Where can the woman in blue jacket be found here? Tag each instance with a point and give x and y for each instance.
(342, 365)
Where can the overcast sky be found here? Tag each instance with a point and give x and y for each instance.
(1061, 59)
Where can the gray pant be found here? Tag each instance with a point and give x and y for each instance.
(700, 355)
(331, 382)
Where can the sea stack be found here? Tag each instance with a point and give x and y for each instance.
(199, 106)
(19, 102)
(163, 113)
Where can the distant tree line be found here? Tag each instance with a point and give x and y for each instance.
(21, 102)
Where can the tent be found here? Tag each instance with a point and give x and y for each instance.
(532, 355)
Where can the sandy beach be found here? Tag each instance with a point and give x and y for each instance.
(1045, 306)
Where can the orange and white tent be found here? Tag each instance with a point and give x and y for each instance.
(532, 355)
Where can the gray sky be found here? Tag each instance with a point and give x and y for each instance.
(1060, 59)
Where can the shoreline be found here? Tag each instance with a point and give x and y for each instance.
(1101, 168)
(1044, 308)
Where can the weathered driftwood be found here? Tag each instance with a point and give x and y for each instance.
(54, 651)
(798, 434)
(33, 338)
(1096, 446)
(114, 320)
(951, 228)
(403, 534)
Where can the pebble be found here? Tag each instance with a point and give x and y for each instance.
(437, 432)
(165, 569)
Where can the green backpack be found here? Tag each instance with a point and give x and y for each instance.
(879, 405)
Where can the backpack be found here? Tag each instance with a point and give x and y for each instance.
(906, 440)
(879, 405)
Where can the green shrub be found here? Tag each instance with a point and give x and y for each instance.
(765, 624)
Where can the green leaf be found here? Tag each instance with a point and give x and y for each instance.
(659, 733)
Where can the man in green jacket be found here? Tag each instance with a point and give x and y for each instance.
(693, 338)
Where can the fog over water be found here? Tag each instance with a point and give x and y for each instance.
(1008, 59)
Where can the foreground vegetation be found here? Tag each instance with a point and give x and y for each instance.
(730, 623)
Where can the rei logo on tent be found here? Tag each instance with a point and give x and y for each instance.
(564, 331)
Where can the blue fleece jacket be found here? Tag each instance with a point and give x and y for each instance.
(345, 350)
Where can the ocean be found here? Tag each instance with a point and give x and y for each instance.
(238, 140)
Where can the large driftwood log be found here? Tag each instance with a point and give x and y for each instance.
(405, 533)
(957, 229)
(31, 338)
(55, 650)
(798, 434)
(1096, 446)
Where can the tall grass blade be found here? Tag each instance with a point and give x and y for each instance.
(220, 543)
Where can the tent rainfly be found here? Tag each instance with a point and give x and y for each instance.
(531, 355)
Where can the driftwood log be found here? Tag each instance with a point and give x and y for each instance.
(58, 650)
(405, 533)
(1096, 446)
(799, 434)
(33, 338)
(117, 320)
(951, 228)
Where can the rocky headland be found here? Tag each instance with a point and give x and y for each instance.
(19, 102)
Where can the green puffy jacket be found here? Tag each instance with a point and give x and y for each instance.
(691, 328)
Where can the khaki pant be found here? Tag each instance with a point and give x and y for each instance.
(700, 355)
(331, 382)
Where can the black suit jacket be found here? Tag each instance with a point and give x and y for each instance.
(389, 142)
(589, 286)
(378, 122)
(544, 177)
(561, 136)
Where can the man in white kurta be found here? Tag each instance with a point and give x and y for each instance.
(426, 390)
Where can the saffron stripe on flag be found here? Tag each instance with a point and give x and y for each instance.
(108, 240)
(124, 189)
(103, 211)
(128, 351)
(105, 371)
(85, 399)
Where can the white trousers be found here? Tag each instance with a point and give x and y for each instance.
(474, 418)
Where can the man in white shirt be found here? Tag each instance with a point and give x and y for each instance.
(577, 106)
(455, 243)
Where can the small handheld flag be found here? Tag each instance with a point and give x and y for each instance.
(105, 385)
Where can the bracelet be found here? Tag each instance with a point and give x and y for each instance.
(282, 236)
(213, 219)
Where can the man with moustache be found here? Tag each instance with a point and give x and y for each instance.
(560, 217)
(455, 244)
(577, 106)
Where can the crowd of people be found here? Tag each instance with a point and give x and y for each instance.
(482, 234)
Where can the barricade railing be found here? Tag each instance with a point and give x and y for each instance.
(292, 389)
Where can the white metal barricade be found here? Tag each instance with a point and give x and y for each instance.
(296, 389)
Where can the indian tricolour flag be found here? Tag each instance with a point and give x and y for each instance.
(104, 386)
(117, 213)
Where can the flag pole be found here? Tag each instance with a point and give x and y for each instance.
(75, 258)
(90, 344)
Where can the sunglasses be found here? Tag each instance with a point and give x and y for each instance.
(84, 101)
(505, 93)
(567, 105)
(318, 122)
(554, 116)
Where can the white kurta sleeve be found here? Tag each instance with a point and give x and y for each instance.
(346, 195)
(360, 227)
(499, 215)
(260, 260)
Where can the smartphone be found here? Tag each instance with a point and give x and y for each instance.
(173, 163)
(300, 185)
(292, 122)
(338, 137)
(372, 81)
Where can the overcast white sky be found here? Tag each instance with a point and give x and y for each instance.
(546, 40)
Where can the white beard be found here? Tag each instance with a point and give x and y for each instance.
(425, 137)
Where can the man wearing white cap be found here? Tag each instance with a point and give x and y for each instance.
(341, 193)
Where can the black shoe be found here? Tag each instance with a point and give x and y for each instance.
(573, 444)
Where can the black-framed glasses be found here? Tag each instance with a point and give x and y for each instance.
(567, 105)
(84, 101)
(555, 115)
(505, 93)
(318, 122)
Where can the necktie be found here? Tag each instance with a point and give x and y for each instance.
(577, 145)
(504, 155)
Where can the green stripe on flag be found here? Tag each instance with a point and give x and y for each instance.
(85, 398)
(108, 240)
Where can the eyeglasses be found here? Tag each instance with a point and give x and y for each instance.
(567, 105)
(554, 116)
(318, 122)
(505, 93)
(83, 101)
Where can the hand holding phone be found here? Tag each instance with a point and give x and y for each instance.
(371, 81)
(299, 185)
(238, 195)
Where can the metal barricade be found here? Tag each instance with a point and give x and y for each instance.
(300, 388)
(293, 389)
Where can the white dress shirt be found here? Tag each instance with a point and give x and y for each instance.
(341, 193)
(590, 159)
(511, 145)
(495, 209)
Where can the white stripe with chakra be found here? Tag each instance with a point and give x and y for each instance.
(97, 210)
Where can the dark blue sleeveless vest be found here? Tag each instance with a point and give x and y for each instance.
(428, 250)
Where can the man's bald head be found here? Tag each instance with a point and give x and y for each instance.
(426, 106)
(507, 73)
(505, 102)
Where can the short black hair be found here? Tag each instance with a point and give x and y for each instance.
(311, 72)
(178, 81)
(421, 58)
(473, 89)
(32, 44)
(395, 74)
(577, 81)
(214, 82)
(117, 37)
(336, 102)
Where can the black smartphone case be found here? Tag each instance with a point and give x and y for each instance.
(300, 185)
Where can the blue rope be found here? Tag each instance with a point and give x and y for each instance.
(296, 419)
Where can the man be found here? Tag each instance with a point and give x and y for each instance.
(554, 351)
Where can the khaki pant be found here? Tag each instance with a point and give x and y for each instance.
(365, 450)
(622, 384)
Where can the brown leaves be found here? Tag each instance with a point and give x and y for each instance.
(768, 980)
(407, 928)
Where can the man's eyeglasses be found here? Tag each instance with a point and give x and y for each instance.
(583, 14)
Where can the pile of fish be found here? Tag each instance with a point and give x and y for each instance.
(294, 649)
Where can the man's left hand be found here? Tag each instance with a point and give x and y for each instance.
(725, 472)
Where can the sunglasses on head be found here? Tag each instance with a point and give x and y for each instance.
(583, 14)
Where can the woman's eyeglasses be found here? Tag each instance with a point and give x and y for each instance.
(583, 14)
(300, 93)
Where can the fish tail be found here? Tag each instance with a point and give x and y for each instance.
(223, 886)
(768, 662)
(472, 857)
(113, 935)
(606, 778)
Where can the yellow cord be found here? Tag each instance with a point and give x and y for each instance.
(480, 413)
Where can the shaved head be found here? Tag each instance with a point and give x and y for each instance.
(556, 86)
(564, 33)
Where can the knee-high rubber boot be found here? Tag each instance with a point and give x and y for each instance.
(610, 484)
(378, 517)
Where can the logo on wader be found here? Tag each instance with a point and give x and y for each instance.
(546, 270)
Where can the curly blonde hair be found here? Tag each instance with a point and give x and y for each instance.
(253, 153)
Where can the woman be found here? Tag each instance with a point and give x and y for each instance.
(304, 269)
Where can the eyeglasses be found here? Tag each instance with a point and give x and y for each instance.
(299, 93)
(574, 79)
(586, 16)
_ _ _ _
#### Problem:
Reproduce the part of the items that opens with the line containing "Where can the overcast sky" and closes with the line containing "(1044, 308)", both included, with every line and request intact. Shift each coordinate in the answers by adding 95 to every number, and give only that part.

#### Answer for this exercise:
Where can the overcast sky be found here? Tag each instance with a point and give x and y for each instance.
(1156, 154)
Where can the gray pant be found here? Tag each instance with a point and give x and y for each instance.
(795, 450)
(426, 477)
Where can the sea stack be found here? Tag each instance with a point and give x and y for each instance.
(294, 201)
(114, 197)
(258, 208)
Where can the distant tree line be found here? Tag each instance with a point and give x and y for each instance.
(116, 197)
Where can the tent be found here? Tag each instance with a point and give x and y for each instance.
(627, 450)
Where can the sandy beach be found here? Tag each instance with a point and give x and y for each instance.
(1140, 401)
Where can the orange and white tent be found here? Tag each instance with a point and give x and y for each instance.
(627, 450)
Where can the gray sky be found here? Tag each instance with a point and give x and y for each instance.
(1155, 154)
Where can the shoreline be found here? Tag each instance with a point and give x and y for each instance.
(1196, 263)
(1139, 403)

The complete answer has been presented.